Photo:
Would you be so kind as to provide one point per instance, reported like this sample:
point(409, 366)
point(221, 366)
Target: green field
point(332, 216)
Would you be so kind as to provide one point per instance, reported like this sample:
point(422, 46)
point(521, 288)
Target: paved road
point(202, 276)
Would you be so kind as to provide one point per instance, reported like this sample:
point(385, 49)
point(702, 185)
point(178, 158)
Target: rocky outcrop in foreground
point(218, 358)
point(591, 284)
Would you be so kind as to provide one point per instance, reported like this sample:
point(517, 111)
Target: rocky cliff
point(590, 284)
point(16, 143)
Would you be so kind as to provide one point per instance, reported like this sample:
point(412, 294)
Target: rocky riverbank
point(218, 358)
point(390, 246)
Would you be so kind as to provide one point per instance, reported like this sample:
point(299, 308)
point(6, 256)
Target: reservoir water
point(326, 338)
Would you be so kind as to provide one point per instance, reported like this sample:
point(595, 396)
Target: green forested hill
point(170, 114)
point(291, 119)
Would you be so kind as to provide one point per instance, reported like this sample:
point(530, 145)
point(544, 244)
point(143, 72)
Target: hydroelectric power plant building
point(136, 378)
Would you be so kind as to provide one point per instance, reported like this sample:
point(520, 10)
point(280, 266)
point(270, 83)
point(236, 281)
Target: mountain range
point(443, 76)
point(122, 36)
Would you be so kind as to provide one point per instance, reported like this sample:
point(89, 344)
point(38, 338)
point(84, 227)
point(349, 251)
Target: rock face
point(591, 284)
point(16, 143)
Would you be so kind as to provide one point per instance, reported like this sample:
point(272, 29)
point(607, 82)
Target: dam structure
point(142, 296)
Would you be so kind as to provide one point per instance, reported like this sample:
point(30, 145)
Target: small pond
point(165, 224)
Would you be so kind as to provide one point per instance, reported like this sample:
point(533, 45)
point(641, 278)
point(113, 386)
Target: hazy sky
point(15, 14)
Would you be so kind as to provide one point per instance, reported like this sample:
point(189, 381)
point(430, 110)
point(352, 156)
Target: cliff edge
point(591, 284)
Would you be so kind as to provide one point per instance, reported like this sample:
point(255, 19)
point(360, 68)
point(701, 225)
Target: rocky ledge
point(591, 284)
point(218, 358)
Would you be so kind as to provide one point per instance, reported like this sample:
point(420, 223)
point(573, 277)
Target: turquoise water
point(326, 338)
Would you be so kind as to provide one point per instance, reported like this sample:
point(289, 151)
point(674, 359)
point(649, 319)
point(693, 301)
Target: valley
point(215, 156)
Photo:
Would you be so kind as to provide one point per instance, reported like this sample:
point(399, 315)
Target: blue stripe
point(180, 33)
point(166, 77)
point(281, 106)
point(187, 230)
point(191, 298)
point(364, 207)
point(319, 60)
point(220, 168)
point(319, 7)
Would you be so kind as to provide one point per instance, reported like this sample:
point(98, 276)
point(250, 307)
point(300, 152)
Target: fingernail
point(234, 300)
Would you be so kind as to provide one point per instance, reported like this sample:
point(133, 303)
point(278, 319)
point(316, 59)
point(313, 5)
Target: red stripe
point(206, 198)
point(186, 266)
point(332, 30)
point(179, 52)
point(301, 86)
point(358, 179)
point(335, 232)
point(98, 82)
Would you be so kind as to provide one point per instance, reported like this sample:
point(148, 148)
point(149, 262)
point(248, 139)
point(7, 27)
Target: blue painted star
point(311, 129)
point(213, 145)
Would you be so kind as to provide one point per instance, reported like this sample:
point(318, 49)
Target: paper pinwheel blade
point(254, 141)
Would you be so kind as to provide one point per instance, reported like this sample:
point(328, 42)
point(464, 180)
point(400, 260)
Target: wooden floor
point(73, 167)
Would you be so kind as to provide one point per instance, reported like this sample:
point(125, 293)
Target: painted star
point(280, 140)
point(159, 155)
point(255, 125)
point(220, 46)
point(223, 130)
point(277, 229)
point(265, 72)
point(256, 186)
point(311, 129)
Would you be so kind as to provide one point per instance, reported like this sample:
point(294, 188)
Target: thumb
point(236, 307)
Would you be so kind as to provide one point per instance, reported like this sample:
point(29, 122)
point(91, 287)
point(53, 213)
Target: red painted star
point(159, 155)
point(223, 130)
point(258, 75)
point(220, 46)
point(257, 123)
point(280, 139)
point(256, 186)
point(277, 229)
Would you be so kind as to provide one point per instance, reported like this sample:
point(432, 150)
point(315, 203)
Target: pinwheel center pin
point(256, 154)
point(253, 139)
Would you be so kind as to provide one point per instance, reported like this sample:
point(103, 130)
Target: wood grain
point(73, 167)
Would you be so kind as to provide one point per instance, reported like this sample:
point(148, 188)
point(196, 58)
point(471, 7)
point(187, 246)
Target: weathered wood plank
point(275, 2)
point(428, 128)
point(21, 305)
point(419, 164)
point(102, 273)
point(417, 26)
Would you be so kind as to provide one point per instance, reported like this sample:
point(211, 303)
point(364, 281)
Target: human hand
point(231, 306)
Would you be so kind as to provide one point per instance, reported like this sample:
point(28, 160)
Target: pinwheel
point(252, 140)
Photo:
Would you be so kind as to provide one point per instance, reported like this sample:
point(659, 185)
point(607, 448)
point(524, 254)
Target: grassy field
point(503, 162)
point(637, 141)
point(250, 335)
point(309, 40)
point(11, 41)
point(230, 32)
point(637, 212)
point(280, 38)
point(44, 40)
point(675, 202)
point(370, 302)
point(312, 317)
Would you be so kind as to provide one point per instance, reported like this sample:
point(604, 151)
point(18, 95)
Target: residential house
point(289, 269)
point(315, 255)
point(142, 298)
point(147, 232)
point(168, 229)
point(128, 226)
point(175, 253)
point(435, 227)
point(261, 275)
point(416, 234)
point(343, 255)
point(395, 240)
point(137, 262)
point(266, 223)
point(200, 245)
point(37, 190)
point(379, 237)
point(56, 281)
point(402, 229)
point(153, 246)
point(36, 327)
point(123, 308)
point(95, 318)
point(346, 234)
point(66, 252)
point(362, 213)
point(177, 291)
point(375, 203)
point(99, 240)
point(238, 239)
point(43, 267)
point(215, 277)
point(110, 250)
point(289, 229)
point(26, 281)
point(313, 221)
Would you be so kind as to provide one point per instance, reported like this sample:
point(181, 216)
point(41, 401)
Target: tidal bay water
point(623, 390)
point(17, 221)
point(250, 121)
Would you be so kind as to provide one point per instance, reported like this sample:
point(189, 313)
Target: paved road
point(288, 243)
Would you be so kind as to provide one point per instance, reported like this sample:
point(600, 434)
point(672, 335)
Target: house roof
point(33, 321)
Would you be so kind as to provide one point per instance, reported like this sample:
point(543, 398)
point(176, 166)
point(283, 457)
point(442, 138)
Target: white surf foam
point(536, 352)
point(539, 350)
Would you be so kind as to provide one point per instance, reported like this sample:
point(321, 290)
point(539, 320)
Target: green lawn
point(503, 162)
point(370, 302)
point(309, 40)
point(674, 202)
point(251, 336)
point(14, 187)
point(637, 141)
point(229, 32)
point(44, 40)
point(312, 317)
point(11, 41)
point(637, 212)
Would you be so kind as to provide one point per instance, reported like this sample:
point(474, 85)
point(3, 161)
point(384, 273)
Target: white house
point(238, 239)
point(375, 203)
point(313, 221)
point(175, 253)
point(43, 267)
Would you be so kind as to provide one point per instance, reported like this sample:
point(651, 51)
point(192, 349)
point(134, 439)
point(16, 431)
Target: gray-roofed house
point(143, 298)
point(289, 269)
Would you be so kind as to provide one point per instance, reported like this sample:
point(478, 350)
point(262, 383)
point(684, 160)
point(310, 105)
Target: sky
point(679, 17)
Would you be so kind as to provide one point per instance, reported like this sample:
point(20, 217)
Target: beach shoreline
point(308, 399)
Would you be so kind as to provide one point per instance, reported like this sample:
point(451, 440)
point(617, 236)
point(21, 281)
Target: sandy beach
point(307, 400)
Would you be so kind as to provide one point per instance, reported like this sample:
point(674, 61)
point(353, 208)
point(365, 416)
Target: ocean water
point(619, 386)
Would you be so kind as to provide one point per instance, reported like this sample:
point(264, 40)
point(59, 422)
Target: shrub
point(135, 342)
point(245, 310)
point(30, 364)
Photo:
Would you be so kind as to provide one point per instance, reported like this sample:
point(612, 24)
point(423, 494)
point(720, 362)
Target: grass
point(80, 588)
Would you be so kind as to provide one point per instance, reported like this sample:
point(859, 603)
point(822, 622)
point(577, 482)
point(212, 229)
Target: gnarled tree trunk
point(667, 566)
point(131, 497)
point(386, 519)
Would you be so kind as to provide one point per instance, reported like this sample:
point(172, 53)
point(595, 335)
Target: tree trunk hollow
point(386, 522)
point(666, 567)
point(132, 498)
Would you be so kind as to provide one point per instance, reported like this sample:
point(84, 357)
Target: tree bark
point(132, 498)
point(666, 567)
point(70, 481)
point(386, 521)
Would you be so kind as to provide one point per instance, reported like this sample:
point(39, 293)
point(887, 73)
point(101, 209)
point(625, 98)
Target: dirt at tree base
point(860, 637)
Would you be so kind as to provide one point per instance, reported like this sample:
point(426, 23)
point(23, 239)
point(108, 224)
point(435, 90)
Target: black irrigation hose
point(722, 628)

***

• **Exercise objective**
Please gather every line from the items above that contains the word "field".

• **Complete answer**
Target: green field
Target: grassy field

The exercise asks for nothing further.